EXCERPT TO READ
START

Who would have thunk that Oldwideout would choose the Furd over a true diesel such as the Cummings...


----------



## ktfbgb (Jan 31, 2016)

JustJeff said:


> A good reason to have it deleted. Actually, a great reason to have it deleted. Thank God for EFI Live!


Thumbs Up


----------



## 1olddogtwo (Aug 6, 2007)

Mark Oomkes said:


> My apologies to OP, you asked for opinions and I gave


39 years of best selling truck

Ram does get over 22mpg

Like I said just the facts and nothing but the facts......*trucewhiteflag*



Defcon 5 said:


> Who would have thunk that Oldwideout would choose the Furd over a true diesel such as the Cummings...


Did you also install one in your super duty?

:gunsfiring::gmctruck:


----------



## Mark Oomkes (Dec 10, 2000)

1olddogtwo said:


> 39 years of best selling truck


He didn't axe aboot what truck was the best selling.



1olddogtwo said:


> Like I said just the facts and nothing but the facts......*trucewhiteflag*


Me too\two\to\2.


----------



## ktfbgb (Jan 31, 2016)

To the OP. As you can see a lot of guys are loyal to the brand they have been using the most. Like mark said the Cummins is a true medium Diesel engine. Like old dog said he's ran fords for a long time with very good results. It's going to come down to your preferences in what comes with the truck at your particular price point. When you run your truck as hard as we do there are going to be issues that need fixing no matter which platform you buy. But I'll throw another elbow and say go with the Cummins lol.


----------



## BUFF (Dec 24, 2009)

If you're anti 2A by a Cummins, if you support it get the Ford


----------



## ktfbgb (Jan 31, 2016)

BUFF said:


> If you're anti 2A by a Cummins, if you support it get the Ford
> View attachment 168134


Well you just pooped on my parade. Didn't realize that. Soooooo guess I won't buy another one.


----------



## SnoFarmer (Oct 15, 2004)

I guess i need to burn the truck and throw my computer in along with....my phone....

I question the list. Time Warner is on it twice.

dont for get sprint, levies, ben and jery......south west bell

i thought gun control was good for business.
\but then even you support gun control IE the 2week waiting period & background check. right?


----------



## Mark Oomkes (Dec 10, 2000)

I'm willing to bet that 95% or more of large corporations could be considered "anti-gun" because they become filled with a bunch of progressive idiots. 

Whilst searching, I saw one google find that stated Ford is anti-gun.

END

INSTRUCTIONS
a) In the truck thread, shorten the paragraph beginning "To the OP. As you can see" into a brief list that keeps its main points.
b) Resume the truck thread from its final post, picking up right after its last sentence.

Stored items:
START

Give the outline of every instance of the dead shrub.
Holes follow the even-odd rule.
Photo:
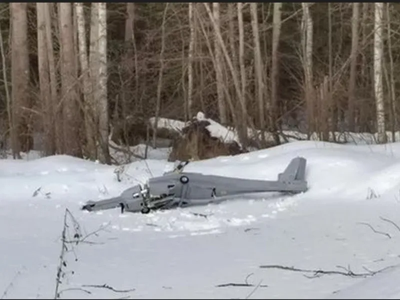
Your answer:
[[[176,138],[168,160],[199,160],[220,156],[236,155],[244,152],[236,142],[224,142],[212,136],[206,127],[210,122],[194,120]]]

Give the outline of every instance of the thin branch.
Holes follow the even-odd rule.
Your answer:
[[[14,276],[12,278],[12,279],[11,280],[11,281],[8,284],[8,285],[7,286],[7,287],[6,288],[6,290],[4,290],[2,294],[2,297],[0,298],[0,299],[4,299],[7,296],[7,293],[10,290],[10,289],[11,288],[14,286],[14,282],[15,282],[17,278],[21,274],[21,272],[18,271],[16,274],[14,275]]]
[[[393,221],[392,221],[392,220],[389,220],[389,219],[388,219],[388,218],[384,218],[384,217],[382,217],[382,216],[380,216],[380,220],[382,220],[382,221],[385,221],[385,222],[388,222],[389,223],[390,223],[390,224],[392,224],[392,225],[393,225],[393,226],[394,226],[394,227],[396,227],[396,228],[397,228],[397,230],[398,230],[398,231],[400,231],[400,227],[399,227],[399,226],[398,226],[398,225],[397,224],[396,224],[396,223],[395,223],[394,222],[393,222]]]
[[[252,284],[249,283],[248,282],[248,278],[250,278],[250,277],[252,275],[253,275],[254,274],[254,273],[250,273],[250,274],[249,274],[248,275],[246,276],[246,278],[244,278],[244,283],[238,284],[238,283],[235,283],[235,282],[229,282],[229,283],[228,283],[228,284],[217,284],[216,286],[216,288],[226,288],[227,286],[254,287],[255,288],[254,290],[253,290],[253,291],[252,292],[250,292],[249,294],[249,295],[248,296],[248,296],[252,296],[252,294],[253,293],[254,293],[254,292],[255,292],[255,290],[256,290],[256,288],[268,288],[268,286],[267,286],[266,284],[261,284],[261,282],[262,282],[262,280],[260,281],[260,282],[258,282],[258,284],[256,284],[256,285],[254,285],[254,284]],[[247,298],[246,298],[246,299],[247,299]]]
[[[386,236],[389,238],[392,238],[392,236],[390,236],[390,234],[388,234],[386,232],[380,232],[380,231],[378,231],[378,230],[376,230],[375,228],[374,228],[374,227],[372,227],[372,226],[370,224],[369,224],[368,223],[366,223],[366,222],[358,222],[358,224],[362,224],[362,225],[365,225],[366,226],[368,226],[368,227],[370,228],[371,230],[374,232],[375,232],[376,234],[382,234],[382,236]]]
[[[380,273],[388,268],[394,267],[394,266],[386,266],[382,269],[380,269],[377,271],[368,271],[368,272],[364,273],[354,273],[352,270],[350,270],[350,266],[348,268],[344,268],[342,266],[336,266],[336,268],[342,268],[345,271],[337,271],[337,270],[324,270],[321,269],[315,270],[308,270],[308,269],[302,269],[294,268],[294,266],[280,266],[279,264],[264,264],[260,266],[260,268],[276,268],[282,270],[286,270],[288,271],[292,271],[295,272],[302,272],[303,273],[312,273],[312,276],[305,276],[308,278],[315,278],[316,277],[320,277],[322,275],[342,275],[344,276],[348,276],[352,278],[366,278],[374,276],[378,273]]]
[[[104,284],[84,284],[82,286],[84,288],[106,288],[107,290],[110,290],[115,292],[133,292],[136,290],[136,288],[130,288],[129,290],[116,290],[112,286],[108,286]]]
[[[80,290],[80,292],[86,292],[86,294],[92,294],[92,292],[90,290],[87,290],[81,288],[66,288],[65,290],[60,290],[60,292],[58,293],[58,296],[60,296],[64,292],[68,292],[69,290]]]

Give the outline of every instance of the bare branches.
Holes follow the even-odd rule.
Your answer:
[[[308,278],[315,278],[316,277],[320,277],[323,275],[342,275],[344,276],[348,276],[352,278],[363,278],[370,277],[374,276],[376,274],[382,272],[384,270],[389,268],[394,268],[394,266],[389,266],[380,269],[377,271],[372,271],[366,270],[366,272],[364,273],[356,273],[353,272],[350,269],[350,266],[346,268],[341,266],[336,266],[336,268],[340,269],[342,269],[344,271],[339,270],[325,270],[321,269],[302,269],[295,268],[294,266],[281,266],[280,264],[264,264],[260,266],[260,268],[269,268],[269,269],[279,269],[282,270],[286,270],[288,271],[292,271],[294,272],[301,272],[302,273],[310,273],[312,274],[311,276],[304,274],[306,277]]]
[[[235,282],[229,282],[228,284],[217,284],[216,286],[216,288],[226,288],[227,286],[239,286],[239,287],[254,287],[254,288],[268,288],[268,286],[266,284],[262,284],[261,282],[262,280],[260,281],[258,284],[250,284],[248,282],[248,278],[254,275],[254,273],[250,273],[244,278],[244,282],[243,283],[235,283]],[[248,296],[248,298],[251,296],[251,294],[250,296]]]
[[[392,224],[392,225],[393,225],[393,226],[394,226],[394,227],[396,227],[396,229],[397,229],[397,230],[398,230],[399,232],[400,232],[400,227],[399,227],[398,225],[397,224],[396,224],[394,222],[393,222],[393,221],[392,221],[392,220],[389,220],[389,219],[388,219],[388,218],[384,218],[383,216],[380,216],[380,217],[379,217],[379,218],[380,218],[381,220],[382,220],[382,221],[384,221],[384,222],[388,222],[390,223],[390,224]]]
[[[370,228],[371,230],[374,232],[375,232],[376,234],[382,234],[383,236],[388,236],[388,238],[392,238],[392,236],[390,236],[390,235],[389,234],[376,230],[374,228],[374,227],[372,226],[372,225],[371,225],[370,224],[368,223],[366,223],[364,222],[358,222],[358,224],[362,224],[362,225],[365,225],[366,226],[368,226],[368,227]]]
[[[20,272],[20,271],[18,271],[18,272],[17,272],[16,274],[15,274],[15,275],[14,275],[14,276],[12,278],[12,280],[11,280],[11,281],[10,281],[10,283],[8,284],[8,286],[7,286],[7,287],[6,287],[6,289],[4,290],[4,292],[3,292],[3,294],[2,294],[2,296],[1,296],[1,297],[0,297],[0,299],[4,299],[4,298],[6,298],[6,296],[7,296],[7,294],[8,294],[8,291],[10,290],[10,288],[12,288],[12,286],[14,286],[14,282],[15,282],[16,280],[16,278],[18,278],[18,276],[20,276],[20,274],[21,274],[21,272]]]
[[[66,268],[68,267],[66,254],[68,252],[72,252],[74,254],[74,246],[77,246],[80,244],[98,244],[91,241],[88,240],[88,238],[93,236],[98,236],[98,232],[104,230],[108,225],[102,226],[97,230],[88,234],[84,234],[84,230],[81,228],[76,219],[71,213],[68,208],[66,208],[64,213],[64,220],[62,227],[62,231],[61,234],[61,252],[59,256],[58,266],[57,267],[57,272],[56,276],[56,288],[54,290],[54,299],[60,298],[61,294],[67,290],[80,290],[86,294],[91,294],[90,291],[79,288],[70,288],[66,290],[60,290],[60,284],[62,284],[62,280],[66,276],[68,272]],[[73,232],[70,232],[70,228],[72,228]],[[76,255],[74,255],[75,262],[78,262],[78,258]],[[70,274],[74,274],[74,272],[71,271]]]
[[[108,286],[104,284],[84,284],[82,286],[84,288],[106,288],[107,290],[110,290],[115,292],[133,292],[135,290],[136,288],[130,288],[128,290],[117,290],[112,286]]]

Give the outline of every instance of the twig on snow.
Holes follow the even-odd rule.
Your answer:
[[[212,216],[212,214],[200,214],[200,212],[190,212],[190,214],[192,214],[193,216],[202,216],[204,218],[208,218],[209,216]]]
[[[258,284],[257,284],[257,285],[256,285],[256,286],[255,287],[254,287],[254,288],[253,288],[253,290],[252,290],[252,292],[250,292],[250,293],[248,293],[248,296],[246,296],[246,298],[245,298],[245,299],[248,299],[248,298],[250,298],[250,297],[251,297],[251,296],[252,296],[252,294],[254,294],[254,292],[256,292],[256,290],[257,290],[257,289],[258,289],[258,288],[260,288],[260,286],[261,286],[261,282],[262,282],[262,279],[260,280],[260,282],[259,282],[258,283]]]
[[[7,294],[8,292],[8,290],[10,289],[11,288],[14,286],[14,282],[15,282],[17,278],[21,274],[21,272],[18,271],[14,276],[12,278],[12,279],[11,280],[11,281],[8,284],[8,285],[7,286],[7,287],[6,288],[6,290],[4,290],[2,294],[2,297],[0,298],[0,299],[4,299],[6,296],[7,296]]]
[[[374,228],[374,227],[372,226],[372,225],[371,225],[368,223],[366,223],[364,222],[358,222],[358,224],[362,224],[362,225],[365,225],[366,226],[368,226],[368,227],[370,228],[371,230],[376,234],[382,234],[382,236],[386,236],[389,238],[392,238],[392,236],[390,236],[390,235],[389,234],[376,230]]]
[[[62,231],[61,234],[61,252],[59,256],[58,266],[57,267],[57,272],[56,276],[56,288],[54,290],[54,298],[57,299],[60,297],[60,294],[66,290],[71,290],[71,288],[60,290],[60,284],[62,283],[62,280],[63,279],[68,273],[65,270],[67,267],[67,261],[66,258],[66,255],[68,252],[72,252],[75,256],[75,261],[78,262],[78,258],[75,253],[74,246],[76,246],[80,243],[86,243],[90,244],[97,244],[93,242],[87,240],[88,238],[92,236],[98,236],[98,233],[103,230],[105,230],[105,228],[109,224],[106,224],[100,227],[97,230],[84,235],[84,230],[80,225],[78,220],[75,218],[72,213],[68,208],[66,208],[64,213],[64,220],[62,227]],[[72,227],[72,232],[70,232],[70,227]],[[70,272],[72,274],[74,272]],[[87,292],[86,290],[80,289],[84,292]]]
[[[136,290],[136,288],[130,288],[129,290],[116,290],[108,284],[84,284],[82,286],[84,288],[106,288],[110,290],[115,292],[133,292]]]
[[[396,228],[397,228],[397,230],[398,230],[398,231],[400,231],[400,227],[399,227],[399,226],[398,226],[398,225],[397,224],[396,224],[396,223],[395,223],[394,222],[393,222],[393,221],[392,221],[392,220],[389,220],[389,219],[388,219],[388,218],[384,218],[383,216],[380,216],[380,220],[382,220],[382,221],[385,221],[386,222],[388,222],[390,223],[390,224],[392,224],[392,225],[393,225],[393,226],[394,226],[394,227],[396,227]]]
[[[227,286],[240,286],[240,287],[256,287],[256,288],[268,288],[268,286],[266,284],[262,284],[261,282],[260,282],[258,284],[254,285],[252,284],[250,284],[248,281],[248,278],[253,275],[254,273],[250,273],[244,278],[244,282],[242,284],[238,284],[235,282],[229,282],[228,284],[218,284],[216,286],[216,288],[226,288]],[[251,295],[250,295],[251,296]]]
[[[368,270],[366,273],[354,273],[350,270],[350,266],[348,268],[345,268],[341,266],[336,266],[336,267],[340,268],[342,268],[345,270],[344,271],[337,271],[337,270],[324,270],[320,269],[315,270],[308,270],[308,269],[302,269],[294,266],[280,266],[279,264],[264,264],[260,266],[260,268],[276,268],[280,269],[282,270],[286,270],[288,271],[293,271],[295,272],[302,272],[303,273],[312,273],[312,276],[307,276],[304,275],[308,278],[315,278],[316,277],[320,277],[322,275],[342,275],[344,276],[348,276],[352,278],[366,278],[371,276],[374,276],[378,273],[380,273],[385,270],[386,270],[391,268],[394,268],[394,266],[386,266],[383,268],[380,269],[377,271]]]
[[[68,290],[80,290],[80,292],[86,292],[87,294],[92,294],[92,292],[90,290],[84,290],[84,288],[68,288],[63,290],[60,290],[58,293],[58,296],[60,297],[60,295],[61,295],[61,294],[64,292],[68,292]]]

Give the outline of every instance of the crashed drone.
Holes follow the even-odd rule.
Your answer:
[[[148,180],[147,184],[126,190],[117,197],[89,201],[82,210],[90,212],[120,208],[121,212],[142,212],[219,203],[244,194],[264,192],[298,194],[307,190],[306,160],[293,158],[278,180],[241,179],[183,172],[188,162],[173,171]]]

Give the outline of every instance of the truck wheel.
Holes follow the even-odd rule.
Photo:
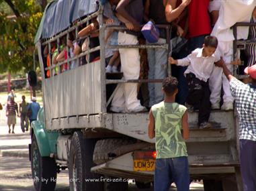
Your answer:
[[[217,180],[204,180],[205,191],[223,191],[222,182]]]
[[[105,176],[105,178],[115,179],[116,177]],[[128,182],[104,182],[104,191],[128,191]]]
[[[81,131],[74,133],[69,155],[71,191],[87,191],[92,188],[94,190],[103,190],[103,182],[94,182],[99,180],[100,176],[91,172],[91,168],[95,166],[93,155],[96,141],[95,139],[84,139]]]
[[[134,140],[128,139],[107,139],[98,141],[96,143],[93,153],[93,162],[97,164],[105,163],[112,157],[109,153],[123,145],[130,145],[134,143]],[[118,156],[115,156],[118,157]]]
[[[141,182],[135,181],[135,184],[138,189],[146,189],[151,188],[151,183],[144,183]]]
[[[50,157],[41,156],[35,136],[32,137],[30,157],[34,186],[36,190],[54,190],[57,176],[55,160]]]

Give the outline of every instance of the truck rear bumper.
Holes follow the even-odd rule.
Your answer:
[[[133,152],[116,157],[103,164],[91,168],[95,173],[114,177],[135,179],[139,182],[148,182],[154,179],[154,172],[135,172],[133,167]],[[239,168],[238,162],[223,162],[219,164],[194,164],[189,162],[189,173],[191,179],[203,179],[205,176],[218,176],[219,174],[235,173]]]

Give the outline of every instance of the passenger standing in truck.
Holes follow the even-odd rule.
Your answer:
[[[128,27],[129,29],[118,32],[119,45],[138,44],[138,36],[143,19],[143,9],[142,0],[120,0],[117,3],[116,11],[130,24]],[[123,25],[126,25],[126,23]],[[138,79],[140,68],[138,48],[120,48],[119,52],[124,79]],[[146,107],[142,106],[137,99],[137,83],[120,84],[114,96],[110,110],[117,113],[146,111]]]
[[[240,168],[244,191],[256,190],[256,65],[245,68],[251,81],[246,84],[232,75],[224,62],[219,64],[229,81],[239,116]]]
[[[233,40],[234,37],[231,27],[237,22],[249,22],[251,13],[255,7],[256,1],[236,0],[221,1],[218,20],[212,29],[212,36],[218,38],[219,42],[217,51],[221,53],[221,56],[227,65],[228,68],[233,70],[230,64],[233,60]],[[249,27],[237,28],[237,39],[247,39]],[[228,80],[222,71],[222,68],[215,67],[209,80],[211,90],[210,101],[212,109],[220,108],[220,95],[223,88],[223,105],[221,109],[229,111],[233,109],[234,98],[232,97]]]
[[[188,115],[185,106],[175,103],[178,92],[176,78],[163,81],[163,101],[154,105],[149,112],[148,137],[155,137],[157,160],[155,191],[167,191],[172,182],[178,190],[189,190],[187,147],[189,138]]]
[[[24,95],[22,97],[22,102],[19,104],[19,111],[20,115],[20,127],[22,132],[28,131],[28,103],[26,101]]]
[[[220,58],[214,54],[217,46],[218,40],[216,37],[206,36],[203,48],[196,49],[183,59],[169,58],[171,64],[189,66],[184,72],[188,86],[187,104],[191,109],[192,107],[199,107],[200,129],[212,127],[208,122],[211,108],[208,79],[214,70],[214,62]]]
[[[256,7],[254,8],[251,23],[256,23]],[[256,41],[256,26],[251,26],[249,28],[249,39]],[[256,64],[256,44],[250,44],[247,46],[247,52],[249,56],[248,66]]]
[[[151,21],[155,24],[167,25],[168,22],[165,18],[166,7],[175,5],[175,0],[167,1],[162,0],[146,0],[144,9],[144,19],[146,21]],[[172,17],[173,20],[176,19],[186,7],[185,3],[179,6],[176,9],[178,13],[176,15],[169,15],[173,10],[168,9],[167,15],[169,17]],[[183,5],[184,4],[184,5]],[[159,28],[159,39],[157,44],[166,43],[166,29]],[[148,42],[147,42],[148,44]],[[148,48],[147,49],[148,61],[148,79],[163,79],[167,74],[167,50],[164,48]],[[163,94],[161,91],[162,86],[159,83],[148,83],[149,92],[149,107],[158,103],[163,100]]]
[[[183,42],[186,42],[185,38],[187,37],[188,31],[188,23],[186,22],[188,16],[188,5],[191,3],[191,0],[169,0],[165,7],[165,17],[168,22],[172,22],[173,28],[176,29],[176,34],[173,33],[172,29],[171,42],[172,45],[173,40],[176,38],[183,38]],[[199,12],[199,11],[198,11]],[[178,36],[179,37],[177,37]],[[183,44],[182,51],[175,52],[175,48],[173,49],[172,56],[176,59],[179,59],[187,56],[190,52],[187,50],[187,43]],[[176,45],[177,45],[176,44]],[[200,46],[201,47],[202,46]],[[179,80],[179,92],[176,97],[177,103],[184,105],[187,97],[187,85],[186,79],[183,75],[187,67],[171,66],[171,74],[173,76],[177,78]]]

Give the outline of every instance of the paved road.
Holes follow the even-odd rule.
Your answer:
[[[27,158],[0,157],[1,191],[34,191],[30,172],[30,163]],[[69,176],[67,170],[58,174],[56,191],[69,191]],[[152,191],[153,189],[143,190]],[[176,190],[173,188],[171,190]],[[200,184],[193,183],[191,190],[202,191]],[[138,191],[134,184],[130,184],[129,191]]]
[[[30,162],[28,155],[28,145],[31,142],[28,132],[22,132],[17,126],[15,134],[8,134],[8,127],[0,120],[0,191],[34,191],[32,179]],[[17,153],[22,153],[17,155]],[[129,184],[129,191],[138,191],[134,183]],[[202,184],[192,183],[191,190],[204,190]],[[69,191],[69,175],[67,170],[62,171],[57,176],[56,191]],[[153,191],[153,189],[142,190]],[[176,190],[174,188],[170,190]]]

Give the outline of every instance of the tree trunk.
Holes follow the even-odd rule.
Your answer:
[[[42,11],[44,12],[44,9],[47,5],[47,0],[39,0],[39,3],[42,7]]]

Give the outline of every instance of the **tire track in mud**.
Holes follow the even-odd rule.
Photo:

END

RESPONSES TO THE TASKS
a)
- Many people stay loyal to the brand they have used most.
- Mark called the Cummins a true medium diesel engine.
- Old dog has run Fords for a long time with very good results.
- The choice comes down to your preferences in what comes with the truck at your price point.
- Any platform will need fixes when run as hard as these trucks are.
- The writer still leans toward the Cummins.

b)
Also, I've stated it before, but I don't really care what the NRA has to say, they too, are politicized. They were all for the NDAA (indefinite detention and numerous other Constitutional rights violations) because the bill had 2 amendments that supported gun rights. So they could give a **** less about the 4th Amendment, because the bill supported the 2nd Amendment. 

They're all equally important and anyone who will give up something for another deserves neither as Ben Franklin said.


----------



## ktfbgb (Jan 31, 2016)

SnoFarmer said:


> I guess i need to burn the truck and throw my computer in along with....my phone....
> 
> I question the list. Time Warner is on it twice.
> 
> ...


 Luckily for me I live in a state where I am allowed to have a CCW. So I don't have to do a background check or wait when purchasing a weapon Just show my CCW and my drivers license signed the paper and walk out


----------



## SnoFarmer (Oct 15, 2004)

ktfbgb said:


> Luckily for me I live in a state where I am allowed to have a CCW. So I don't have to do a background check or wait when purchasing a weapon Just show my CCW and my drivers license signed the paper and walk out


yes, mn is the same way.
but to get your ccw they did a background check.


----------



## ktfbgb (Jan 31, 2016)

SnoFarmer said:


> yes, mn is the same way.
> but to get your ccw they did a background check.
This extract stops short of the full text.